Before CUMMINGS, COFFEY AND ROVNER, Circuit Judges.


ORDER

Defendant Walter R. Cobb pleaded guilty to, and was convicted of, conspiracy to possess with intent to distribute cocaine base (crack) in violation of 21 U.S.C. §§ 841(a) (1) and 846, and 18 U.S.C. § 2. He was sentenced to 188 months' imprisonment.1  On appeal, Cobb argues that (1) the district court erred in holding him accountable for 2,831.5 grams of crack seized at a stash house; and (2) the sentence violated the Eighth Amendment prohibition against cruel and unusual punishment.

Background

The conspiracy to distribute crack cocaine began in November 1991 and continued through March 1994. It involved approximately 14 coconspirators. It was primarily directed by Alan Woods, defendant Cobb's uncle, using a distribution organization between Bakersfield, California, and the Quad Cities area in Illinois and Iowa. The homes of Tammy Neeley, Yvette Pizano, and Veronica Garrard were used as stash houses for the crack cocaine.

Cobb joined the conspiracy on or about March 17, 1994, when his uncle sent him to Moline, Illinois, with Brian Hamilton, who had been distributing drugs for Woods in the Quad Cities area since October 1992. Woods kept a crew of distributors in the Quad Cities area. Woods often relied on Hamilton to watch the operation in his absence. Woods typically would send cocaine through the mail or by Federal Express from California to Hamilton in Moline, and Hamilton would oversee the distribution and sale of the crack, and send cash back to Woods. While staying in the Quad Cities, Cobb lived at the home of Pizano, who was sent by Hamilton to Neeley's to pick up crack cocaine when necessary. Cobb's involvement in the conspiracy ended on April 1, 1994, when search warrants were executed at Neeley's home.

### [Rows]
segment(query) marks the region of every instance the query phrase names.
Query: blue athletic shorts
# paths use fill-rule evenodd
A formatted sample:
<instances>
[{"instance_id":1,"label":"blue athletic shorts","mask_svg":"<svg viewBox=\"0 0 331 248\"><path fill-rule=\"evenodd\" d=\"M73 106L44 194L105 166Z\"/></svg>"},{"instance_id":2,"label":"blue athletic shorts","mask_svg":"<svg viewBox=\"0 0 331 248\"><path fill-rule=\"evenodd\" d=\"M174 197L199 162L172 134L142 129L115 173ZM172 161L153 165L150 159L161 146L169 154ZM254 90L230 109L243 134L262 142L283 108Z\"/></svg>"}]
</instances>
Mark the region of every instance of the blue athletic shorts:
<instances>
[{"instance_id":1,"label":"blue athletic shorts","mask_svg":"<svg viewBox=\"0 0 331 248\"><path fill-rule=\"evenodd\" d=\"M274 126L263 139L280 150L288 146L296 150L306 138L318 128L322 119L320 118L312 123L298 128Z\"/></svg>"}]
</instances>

### [Exercise instructions]
1/ Output the text of the court order between "Cobb joined the" and "at Neeley's home.", inclusive.
2/ Go on with the court order on Cobb's appeal from the point where it stops.

### [Written responses]
1/
Cobb joined the conspiracy on or about March 17, 1994, when his uncle sent him to Moline, Illinois, with Brian Hamilton, who had been distributing drugs for Woods in the Quad Cities area since October 1992. Woods kept a crew of distributors in the Quad Cities area. Woods often relied on Hamilton to watch the operation in his absence. Woods typically would send cocaine through the mail or by Federal Express from California to Hamilton in Moline, and Hamilton would oversee the distribution and sale of the crack, and send cash back to Woods. While staying in the Quad Cities, Cobb lived at the home of Pizano, who was sent by Hamilton to Neeley's to pick up crack cocaine when necessary. Cobb's involvement in the conspiracy ended on April 1, 1994, when search warrants were executed at Neeley's home.

2/
Foreseeable Quantity of Drugs

Cobb argues that the district court erred in determining that he could have reasonably foreseen that the conspiracy was storing 2512.8 grams of crack, the amount of drugs seized from Neeley's home upon execution of the search warrant on April 1, 1994.

The government must establish by a preponderance of the evidence the quantity of drugs that was reasonably foreseeable to each particular defendant. US v. Banks, 78 F.3d 1190, 1205 (7th Cir. 1996). See also US v. Witte, 115 S. Ct. 2199, 2203 (1995). The determination of the amount of drugs attributable to a defendant is a question of fact reviewed for clear error. US v. Acosta, 85 F.3d 275, 279 (7th Cir. 1996). The district court found Cobb accountable for both the amount of crack he helped Hamilton distribute or sell (which Cobb does not object to), and the amount stored at Neeley's during the two weeks that Cobb was in the Quad Cities and participating in the conspiracy. The district court expressly found that Cobb "was aware that ... drugs were being stored at Neeley's residence for Mr. Hamilton, and ... [defendant] was present when Mrs. Neeley gave these drugs to Mr. Hamilton for delivery, and at least on one occasion he himself caused drugs to be taken from Mrs. Neeley's place and given to him for distribution." These findings are supported by the written plea agreement, the presentencing report (PSR), and testimony given at the sentencing hearing. The plea agreement includes a stipulation of facts which states, in part:

[D]efendant acknowledges that he agreed with Brian Hamilton and others to distribute crack cocaine in the Quad Cities.2  In furtherance of this agreement, in March, 1994, he and Brian Hamilton made arrangements to travel from Bakersfield, California to Moline, Illinois.... The defendant and Brian Hamilton was [sic] responsible for bringing over 50 grams of crack cocaine to the Quad Cities. This cocaine was initially brought to Yvette Pizano's residence ... [in] Moline, Illinois, and then was stored at Tammy Neeley's residence3  ... in Rock Island, Illinois. On March 30, 1994, Yvette Pizano picked up eight ounces of the crack cocaine that was stored at Neeley's house and delivered it to Cobb at Pizano's residence for further distribution. Cobb and a confidential source left Pizano's residence with the crack cocaine and met and delivered the eight ounces to Paul Hamilton at a restaurant located in Davenport, Iowa.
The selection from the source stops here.